Copy out each line below verbatim, skipping any picture.
──────────────────────────────
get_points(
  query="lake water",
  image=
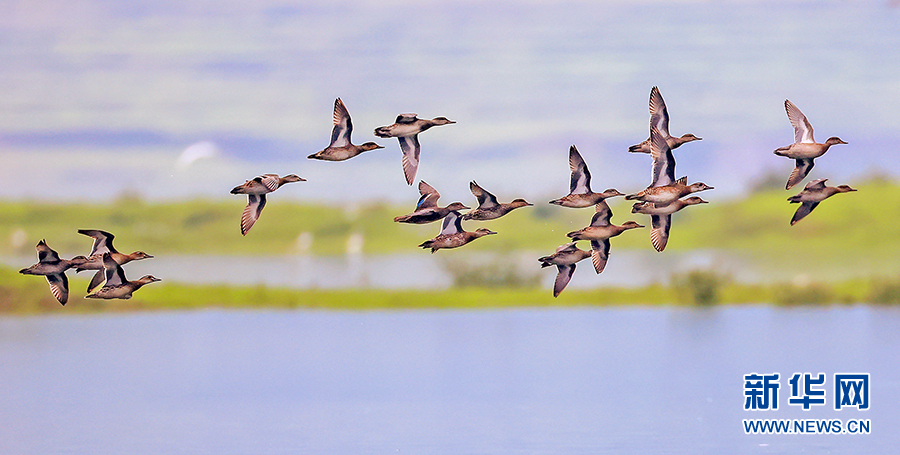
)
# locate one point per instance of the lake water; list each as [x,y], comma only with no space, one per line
[535,381]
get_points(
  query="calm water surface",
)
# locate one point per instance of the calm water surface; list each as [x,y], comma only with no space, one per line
[582,381]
──────────────────────────────
__Answer space__:
get_points(
  query="lake water",
  image=
)
# locate one point per instance of the lake water; list each as [x,y], comma only with no space, one per line
[535,381]
get_points(
  query="calm water surface",
)
# locate one point per instance of the calm water surface; list each as [x,y], comma only with no space, one per line
[582,381]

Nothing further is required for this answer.